Job item A:
Retype the text on the Library of Congress search API below, word for word.

Text shown:
----------------------------------------

The `results` array contains item objects with these key fields:
- `id` — full LoC URL for the item (e.g. `http://lccn.loc.gov/30027597`). Extract the numeric or alphanumeric segment after the last `/` for the `/item/{id}/` endpoint.
- `title`, `date` — item title and publication date
- `original_format` — array like `["book"]` or `["photo, print, drawing"]`
- `subject` — array of subject headings (e.g. `["romania", "constitutions"]`)
- `digitized` — boolean; `true` means image resources exist in the full item record
- `item.call_number`, `item.created_published` — catalog metadata nested under `item`
Narrow further with facet filters: `fa=original-format:book` (format), `dates=1900/1950` (date range). Combine `q` with one or two facets for the most targeted results.
## Fallbacks (when the best call isn't enough)
- **Known item identifier (from a search result or a loc.gov URL)** → `https://www.loc.gov/item/{id}/?fo=json` returns the full record including digitized image URLs in `resources`. Extract the numeric ID from a search result's `id` field — it is a full URL like `http://lccn.loc.gov/30027597`, not a slug.
- **No fallback if loc.gov is down** — this is the only free, programmatic access to the Library of Congress catalog.
## Pitfalls
- **`fo=json` is mandatory on every request.** Without it, you get an HTML page. This is the single most common mistake and it is not prominently documented.
- **The `id` field is a full URL, not a slug.** You cannot pass `"http://lccn.loc.gov/30027597"` directly to `/item/{id}/`. Extract the numeric segment (e.g. `30027597` or `2014711606`) after the last `/`.

----------------------------------------

Dataset records:
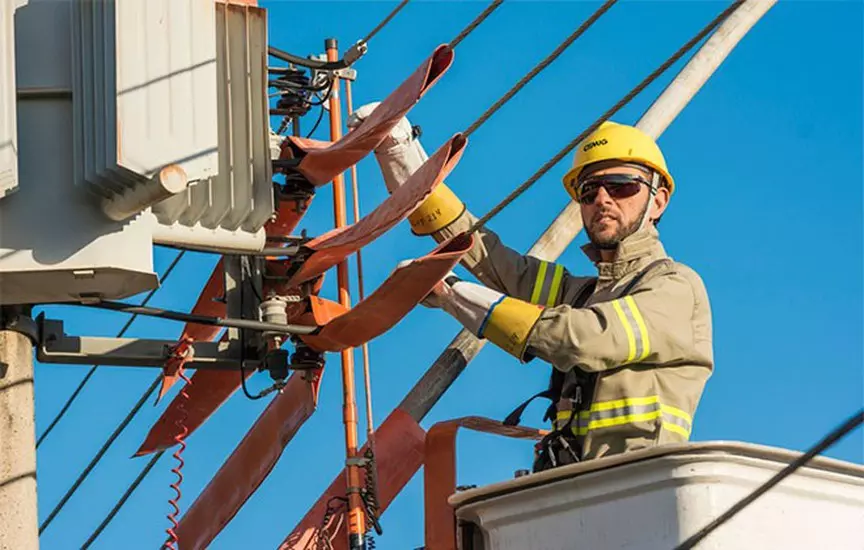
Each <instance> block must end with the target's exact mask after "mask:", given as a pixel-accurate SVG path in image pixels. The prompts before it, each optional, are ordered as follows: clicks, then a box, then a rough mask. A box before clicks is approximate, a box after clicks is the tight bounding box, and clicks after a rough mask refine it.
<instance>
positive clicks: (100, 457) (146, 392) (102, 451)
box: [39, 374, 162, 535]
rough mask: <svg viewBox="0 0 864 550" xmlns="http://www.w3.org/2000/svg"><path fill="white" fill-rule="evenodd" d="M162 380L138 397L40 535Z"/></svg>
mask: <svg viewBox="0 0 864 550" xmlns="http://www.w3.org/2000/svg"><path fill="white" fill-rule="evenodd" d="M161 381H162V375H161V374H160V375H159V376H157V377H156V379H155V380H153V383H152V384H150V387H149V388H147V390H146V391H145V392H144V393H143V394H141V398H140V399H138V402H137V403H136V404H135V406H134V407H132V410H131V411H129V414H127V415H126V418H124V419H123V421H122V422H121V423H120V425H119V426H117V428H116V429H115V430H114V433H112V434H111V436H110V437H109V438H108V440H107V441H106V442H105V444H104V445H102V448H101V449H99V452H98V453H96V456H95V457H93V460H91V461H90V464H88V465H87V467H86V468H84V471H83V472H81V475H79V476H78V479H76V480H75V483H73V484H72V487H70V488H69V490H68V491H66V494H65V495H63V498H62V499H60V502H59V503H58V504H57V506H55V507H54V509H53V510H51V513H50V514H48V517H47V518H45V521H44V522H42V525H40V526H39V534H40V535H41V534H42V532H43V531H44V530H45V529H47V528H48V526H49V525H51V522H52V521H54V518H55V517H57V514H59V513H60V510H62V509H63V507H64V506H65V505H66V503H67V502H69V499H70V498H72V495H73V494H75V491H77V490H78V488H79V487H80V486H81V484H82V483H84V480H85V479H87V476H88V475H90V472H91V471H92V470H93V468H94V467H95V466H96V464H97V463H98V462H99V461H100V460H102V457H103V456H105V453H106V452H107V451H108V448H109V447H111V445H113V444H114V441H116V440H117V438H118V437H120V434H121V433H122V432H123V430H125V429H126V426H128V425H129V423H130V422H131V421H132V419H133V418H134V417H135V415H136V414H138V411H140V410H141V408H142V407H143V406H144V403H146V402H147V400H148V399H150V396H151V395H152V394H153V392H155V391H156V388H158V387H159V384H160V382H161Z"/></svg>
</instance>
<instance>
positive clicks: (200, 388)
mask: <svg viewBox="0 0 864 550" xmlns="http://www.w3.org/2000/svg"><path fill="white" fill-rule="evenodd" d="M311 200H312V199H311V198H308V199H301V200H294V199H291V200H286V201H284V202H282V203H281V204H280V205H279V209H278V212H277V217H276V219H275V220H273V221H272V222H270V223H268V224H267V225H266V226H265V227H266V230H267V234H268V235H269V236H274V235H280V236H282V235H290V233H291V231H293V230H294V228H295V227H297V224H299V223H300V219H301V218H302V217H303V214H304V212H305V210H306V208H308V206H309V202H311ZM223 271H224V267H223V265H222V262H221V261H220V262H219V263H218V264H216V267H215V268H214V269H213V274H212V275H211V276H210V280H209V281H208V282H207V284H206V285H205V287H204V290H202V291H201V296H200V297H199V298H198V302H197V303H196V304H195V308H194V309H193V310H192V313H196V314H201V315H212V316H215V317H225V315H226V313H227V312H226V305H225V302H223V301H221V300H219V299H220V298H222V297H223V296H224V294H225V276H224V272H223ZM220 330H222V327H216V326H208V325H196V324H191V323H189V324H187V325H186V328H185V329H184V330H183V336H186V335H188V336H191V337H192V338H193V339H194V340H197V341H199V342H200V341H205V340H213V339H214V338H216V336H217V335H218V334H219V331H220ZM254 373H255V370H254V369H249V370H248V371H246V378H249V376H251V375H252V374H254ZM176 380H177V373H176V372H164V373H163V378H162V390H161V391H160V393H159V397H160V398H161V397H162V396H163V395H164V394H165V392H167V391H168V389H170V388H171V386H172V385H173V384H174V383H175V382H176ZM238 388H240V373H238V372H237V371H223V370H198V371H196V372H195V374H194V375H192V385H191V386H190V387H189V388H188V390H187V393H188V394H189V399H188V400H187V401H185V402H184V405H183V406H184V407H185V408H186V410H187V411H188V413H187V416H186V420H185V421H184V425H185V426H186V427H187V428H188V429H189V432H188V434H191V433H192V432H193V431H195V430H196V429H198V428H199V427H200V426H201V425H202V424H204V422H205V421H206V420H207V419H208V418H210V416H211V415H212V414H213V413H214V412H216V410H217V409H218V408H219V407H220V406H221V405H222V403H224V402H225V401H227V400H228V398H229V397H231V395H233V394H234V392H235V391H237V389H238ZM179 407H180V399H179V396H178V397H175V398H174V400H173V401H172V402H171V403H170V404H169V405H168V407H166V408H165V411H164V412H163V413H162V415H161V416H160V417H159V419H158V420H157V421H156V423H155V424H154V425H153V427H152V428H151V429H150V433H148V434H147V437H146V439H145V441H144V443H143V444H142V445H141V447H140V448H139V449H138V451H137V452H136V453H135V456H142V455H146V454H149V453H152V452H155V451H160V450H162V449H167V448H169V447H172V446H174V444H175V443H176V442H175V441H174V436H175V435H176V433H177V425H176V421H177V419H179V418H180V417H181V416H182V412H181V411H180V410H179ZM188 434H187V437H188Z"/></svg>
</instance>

----------------------------------------

Job item B:
In the records above, take the lines from the start of the records through the line holding "positive clicks: (100, 457)", inclusive, and swap "clicks" for "taps" everywhere it occurs, leaving all else unchanged. Give only those lines, without the pictures.

Output A:
The `results` array contains item objects with these key fields:
- `id` — full LoC URL for the item (e.g. `http://lccn.loc.gov/30027597`). Extract the numeric or alphanumeric segment after the last `/` for the `/item/{id}/` endpoint.
- `title`, `date` — item title and publication date
- `original_format` — array like `["book"]` or `["photo, print, drawing"]`
- `subject` — array of subject headings (e.g. `["romania", "constitutions"]`)
- `digitized` — boolean; `true` means image resources exist in the full item record
- `item.call_number`, `item.created_published` — catalog metadata nested under `item`
Narrow further with facet filters: `fa=original-format:book` (format), `dates=1900/1950` (date range). Combine `q` with one or two facets for the most targeted results.
## Fallbacks (when the best call isn't enough)
- **Known item identifier (from a search result or a loc.gov URL)** → `https://www.loc.gov/item/{id}/?fo=json` returns the full record including digitized image URLs in `resources`. Extract the numeric ID from a search result's `id` field — it is a full URL like `http://lccn.loc.gov/30027597`, not a slug.
- **No fallback if loc.gov is down** — this is the only free, programmatic access to the Library of Congress catalog.
## Pitfalls
- **`fo=json` is mandatory on every request.** Without it, you get an HTML page. This is the single most common mistake and it is not prominently documented.
- **The `id` field is a full URL, not a slug.** You cannot pass `"http://lccn.loc.gov/30027597"` directly to `/item/{id}/`. Extract the numeric segment (e.g. `30027597` or `2014711606`) after the last `/`.

Output B:
Each <instance> block must end with the target's exact mask after "mask:", given as a pixel-accurate SVG path in image pixels. The prompts before it, each optional, are ordered as follows: taps, then a box, then a rough mask. A box before taps is approximate, a box after taps is the tight bounding box, and taps after a rough mask refine it.
<instance>
positive taps: (100, 457) (146, 392) (102, 451)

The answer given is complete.